Lynas details journey from anti- to pro-GMO

AFP Correspondent

HERSHEY, Pa. — Former GMO staunch opponent Mark Lynas enlightened the United Soybean Board’s annual summer meeting attendees with illustrations of anti-GMO activist tactics.
Lynas began his presentation with an illustration of his former group, bedecked in white hazmat apparel, destroying a field of GMO crops.
“They thought,” Lynas said, “GMO is the absolute low point of anything undesirable in agriculture.”
Recognizing that scientists at the National Academy of Science, World Health Organization and the American Medical Association reported that genetically engineered foods were safe, Lynas said he started reading the scientific journals at Oxford University Radcliffe Science Library.
He then publicly acclaimed, “I was completely wrong to oppose GMO.”
For someone who had been destroying canola, corn and sugar beet crops, often at demonstrations against Monsanto, Lynas described his turnabout as a “difficult, long, complicated journey.”
Now, along with his current advisory roles, Lynas is assisting Cornell University in launching a genetically modified insect-resistant eggplant in Bangledesh to reduce pesticide usage.
Lynas shared illustrations of incidents of crop destruction despite considerable hardship to the people. One occurred during a famine in Zambia. It showed fields being torched among  activist-incited accusations, “We will not accept poisonous corn.”
Superstition and misinformation abound, Lynas said. A Greenpeace campaign in Thailand caused such a commotion that the Thai government banned the GMO crops in 2005. “None have even been trialled since that,” Lynas said.
More illustrations included incidents of vandalizing Golden Rice, developed to combat blindness in children, in the Philippines. A virus-resistant GMO cassava in Tanzania had to be kept behind locked gates. In India demonstrations against the natural ingredient, Bt, were organized.

== Work task A ==
Summarize the article on Mark Lynas in two sentences.
== Work task B ==
Reproduce word for word the stretch of the article on Mark Lynas from "AFP Correspondent" through "anti-GMO activist tactics.".

== Extracted items ==
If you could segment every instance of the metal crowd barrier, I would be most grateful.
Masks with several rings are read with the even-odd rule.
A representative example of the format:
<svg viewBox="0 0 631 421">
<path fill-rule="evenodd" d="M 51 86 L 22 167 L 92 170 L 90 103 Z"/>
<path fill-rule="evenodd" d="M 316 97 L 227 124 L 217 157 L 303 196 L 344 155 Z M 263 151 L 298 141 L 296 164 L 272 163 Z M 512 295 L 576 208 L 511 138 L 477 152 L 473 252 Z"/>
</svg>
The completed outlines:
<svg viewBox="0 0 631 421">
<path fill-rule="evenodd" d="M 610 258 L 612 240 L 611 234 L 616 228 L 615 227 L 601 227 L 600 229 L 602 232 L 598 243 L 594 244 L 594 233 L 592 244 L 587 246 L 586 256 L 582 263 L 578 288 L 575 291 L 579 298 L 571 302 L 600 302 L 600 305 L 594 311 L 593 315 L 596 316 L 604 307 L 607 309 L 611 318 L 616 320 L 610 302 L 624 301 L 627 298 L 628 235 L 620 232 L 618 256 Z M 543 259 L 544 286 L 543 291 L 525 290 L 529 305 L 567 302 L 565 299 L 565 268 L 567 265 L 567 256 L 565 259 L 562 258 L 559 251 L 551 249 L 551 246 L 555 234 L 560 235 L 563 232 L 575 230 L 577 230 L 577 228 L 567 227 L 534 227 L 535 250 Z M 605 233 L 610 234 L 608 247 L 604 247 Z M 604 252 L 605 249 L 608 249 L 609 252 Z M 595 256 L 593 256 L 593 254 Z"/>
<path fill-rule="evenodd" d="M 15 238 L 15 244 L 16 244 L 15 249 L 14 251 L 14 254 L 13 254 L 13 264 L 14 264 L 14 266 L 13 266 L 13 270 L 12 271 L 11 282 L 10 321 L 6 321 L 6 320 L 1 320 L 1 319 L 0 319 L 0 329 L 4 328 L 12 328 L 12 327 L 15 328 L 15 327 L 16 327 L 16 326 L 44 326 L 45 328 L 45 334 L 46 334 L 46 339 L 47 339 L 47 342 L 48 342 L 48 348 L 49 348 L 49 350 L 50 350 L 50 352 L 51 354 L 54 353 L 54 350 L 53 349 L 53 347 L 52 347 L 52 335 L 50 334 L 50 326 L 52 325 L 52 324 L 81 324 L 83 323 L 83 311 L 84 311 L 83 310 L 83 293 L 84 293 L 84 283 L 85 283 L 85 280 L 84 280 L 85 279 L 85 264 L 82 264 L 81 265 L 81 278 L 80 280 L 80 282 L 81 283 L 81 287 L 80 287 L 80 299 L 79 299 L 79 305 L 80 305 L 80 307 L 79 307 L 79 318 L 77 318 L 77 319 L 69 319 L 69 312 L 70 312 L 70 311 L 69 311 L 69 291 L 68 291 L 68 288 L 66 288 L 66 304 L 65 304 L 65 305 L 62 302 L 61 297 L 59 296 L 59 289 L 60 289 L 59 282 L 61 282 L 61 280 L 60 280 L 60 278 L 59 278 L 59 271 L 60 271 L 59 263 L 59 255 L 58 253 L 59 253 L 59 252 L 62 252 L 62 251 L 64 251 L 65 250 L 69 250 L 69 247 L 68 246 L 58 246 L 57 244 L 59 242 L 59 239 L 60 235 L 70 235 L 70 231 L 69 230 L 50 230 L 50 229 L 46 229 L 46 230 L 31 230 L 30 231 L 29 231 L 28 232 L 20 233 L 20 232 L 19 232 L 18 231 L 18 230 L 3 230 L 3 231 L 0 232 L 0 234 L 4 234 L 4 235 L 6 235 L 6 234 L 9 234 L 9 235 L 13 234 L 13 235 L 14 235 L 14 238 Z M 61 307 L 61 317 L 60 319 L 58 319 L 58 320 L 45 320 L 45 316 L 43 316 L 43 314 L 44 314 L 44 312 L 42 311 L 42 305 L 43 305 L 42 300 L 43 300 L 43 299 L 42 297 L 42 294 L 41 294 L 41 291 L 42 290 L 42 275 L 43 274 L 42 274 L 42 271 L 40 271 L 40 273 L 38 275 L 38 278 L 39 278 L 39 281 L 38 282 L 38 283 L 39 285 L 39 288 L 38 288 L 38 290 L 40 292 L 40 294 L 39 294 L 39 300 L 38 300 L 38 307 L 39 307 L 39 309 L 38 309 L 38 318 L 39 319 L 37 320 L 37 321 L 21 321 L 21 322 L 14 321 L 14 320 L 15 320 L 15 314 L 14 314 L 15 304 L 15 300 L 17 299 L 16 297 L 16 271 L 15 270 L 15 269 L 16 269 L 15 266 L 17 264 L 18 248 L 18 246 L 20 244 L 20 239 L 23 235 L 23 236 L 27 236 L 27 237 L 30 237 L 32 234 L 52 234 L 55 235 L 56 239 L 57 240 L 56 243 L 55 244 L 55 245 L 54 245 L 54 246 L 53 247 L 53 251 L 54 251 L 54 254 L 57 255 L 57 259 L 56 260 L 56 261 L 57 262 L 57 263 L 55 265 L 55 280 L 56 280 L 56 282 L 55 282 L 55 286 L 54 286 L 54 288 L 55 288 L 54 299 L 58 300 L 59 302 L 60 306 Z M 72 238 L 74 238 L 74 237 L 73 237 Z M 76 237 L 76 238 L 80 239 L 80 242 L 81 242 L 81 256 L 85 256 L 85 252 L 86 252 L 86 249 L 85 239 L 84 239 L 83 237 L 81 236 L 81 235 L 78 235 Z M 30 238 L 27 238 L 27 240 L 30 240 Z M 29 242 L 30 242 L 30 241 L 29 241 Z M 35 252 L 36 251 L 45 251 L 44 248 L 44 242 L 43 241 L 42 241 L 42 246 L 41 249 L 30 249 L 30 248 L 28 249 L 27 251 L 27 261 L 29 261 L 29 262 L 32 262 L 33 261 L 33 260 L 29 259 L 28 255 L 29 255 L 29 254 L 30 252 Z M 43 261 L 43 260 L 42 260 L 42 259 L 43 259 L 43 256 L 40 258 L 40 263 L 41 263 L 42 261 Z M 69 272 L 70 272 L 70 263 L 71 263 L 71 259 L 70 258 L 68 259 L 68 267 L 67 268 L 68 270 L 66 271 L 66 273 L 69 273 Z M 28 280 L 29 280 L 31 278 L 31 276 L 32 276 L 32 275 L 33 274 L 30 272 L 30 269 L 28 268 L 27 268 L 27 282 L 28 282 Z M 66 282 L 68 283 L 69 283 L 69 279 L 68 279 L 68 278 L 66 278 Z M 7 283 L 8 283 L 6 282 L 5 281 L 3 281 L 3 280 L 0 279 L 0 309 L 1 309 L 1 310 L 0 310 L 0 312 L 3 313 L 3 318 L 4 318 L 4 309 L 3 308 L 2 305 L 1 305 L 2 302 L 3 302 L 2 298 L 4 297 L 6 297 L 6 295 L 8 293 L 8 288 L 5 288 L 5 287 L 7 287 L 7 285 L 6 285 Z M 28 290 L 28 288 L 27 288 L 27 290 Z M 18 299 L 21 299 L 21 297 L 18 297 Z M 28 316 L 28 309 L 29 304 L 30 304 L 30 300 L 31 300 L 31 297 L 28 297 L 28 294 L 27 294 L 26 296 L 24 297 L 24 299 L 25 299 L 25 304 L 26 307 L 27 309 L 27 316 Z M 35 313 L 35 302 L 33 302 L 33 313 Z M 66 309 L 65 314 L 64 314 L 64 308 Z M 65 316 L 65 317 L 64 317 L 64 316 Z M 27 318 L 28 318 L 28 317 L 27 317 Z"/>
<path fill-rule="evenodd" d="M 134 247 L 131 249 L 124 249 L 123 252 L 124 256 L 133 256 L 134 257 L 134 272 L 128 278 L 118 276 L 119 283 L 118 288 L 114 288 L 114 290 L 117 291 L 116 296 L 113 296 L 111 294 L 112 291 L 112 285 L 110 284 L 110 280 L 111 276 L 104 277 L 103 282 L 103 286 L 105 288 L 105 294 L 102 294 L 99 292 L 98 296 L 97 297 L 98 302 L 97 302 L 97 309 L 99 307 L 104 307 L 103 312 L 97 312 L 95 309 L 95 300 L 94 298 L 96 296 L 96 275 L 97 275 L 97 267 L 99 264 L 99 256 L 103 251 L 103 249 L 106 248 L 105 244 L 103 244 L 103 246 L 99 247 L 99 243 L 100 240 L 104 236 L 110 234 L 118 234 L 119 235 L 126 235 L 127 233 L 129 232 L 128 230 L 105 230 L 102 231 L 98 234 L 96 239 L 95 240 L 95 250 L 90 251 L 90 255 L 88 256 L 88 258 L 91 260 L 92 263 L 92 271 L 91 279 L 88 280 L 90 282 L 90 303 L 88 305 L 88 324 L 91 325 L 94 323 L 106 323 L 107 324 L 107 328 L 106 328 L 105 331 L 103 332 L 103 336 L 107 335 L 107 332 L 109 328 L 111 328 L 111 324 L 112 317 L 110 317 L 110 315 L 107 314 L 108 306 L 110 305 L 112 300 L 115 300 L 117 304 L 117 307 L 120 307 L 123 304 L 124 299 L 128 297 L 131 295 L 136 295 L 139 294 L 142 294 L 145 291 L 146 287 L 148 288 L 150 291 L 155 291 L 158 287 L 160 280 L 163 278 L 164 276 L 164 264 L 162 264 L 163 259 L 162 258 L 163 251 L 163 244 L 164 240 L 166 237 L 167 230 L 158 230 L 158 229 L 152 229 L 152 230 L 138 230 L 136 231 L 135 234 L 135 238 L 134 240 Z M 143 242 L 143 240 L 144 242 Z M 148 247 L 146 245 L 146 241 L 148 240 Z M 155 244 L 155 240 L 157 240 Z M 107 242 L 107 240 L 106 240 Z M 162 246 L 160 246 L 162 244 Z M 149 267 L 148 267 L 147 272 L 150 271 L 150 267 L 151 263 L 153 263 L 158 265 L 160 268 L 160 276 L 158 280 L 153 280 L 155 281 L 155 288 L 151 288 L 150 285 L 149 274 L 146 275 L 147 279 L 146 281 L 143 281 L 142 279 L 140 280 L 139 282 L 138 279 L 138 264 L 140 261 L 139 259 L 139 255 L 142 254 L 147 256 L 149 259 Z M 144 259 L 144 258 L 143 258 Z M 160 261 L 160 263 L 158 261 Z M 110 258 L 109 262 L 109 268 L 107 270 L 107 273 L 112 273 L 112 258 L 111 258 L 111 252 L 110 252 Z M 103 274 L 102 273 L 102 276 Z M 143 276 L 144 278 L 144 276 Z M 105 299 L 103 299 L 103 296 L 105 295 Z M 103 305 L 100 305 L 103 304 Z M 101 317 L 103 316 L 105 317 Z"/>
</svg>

== Final answer A ==
Mark Lynas, formerly a staunch GMO opponent who destroyed crops, told the United Soybean Board's annual summer meeting that after reading the scientific journals he concluded he had been completely wrong to oppose GMO. He also illustrated anti-GMO activist tactics with incidents from Zambia, Thailand, the Philippines, Tanzania and India.

== Final answer B ==
AFP Correspondent

HERSHEY, Pa. — Former GMO staunch opponent Mark Lynas enlightened the United Soybean Board’s annual summer meeting attendees with illustrations of anti-GMO activist tactics.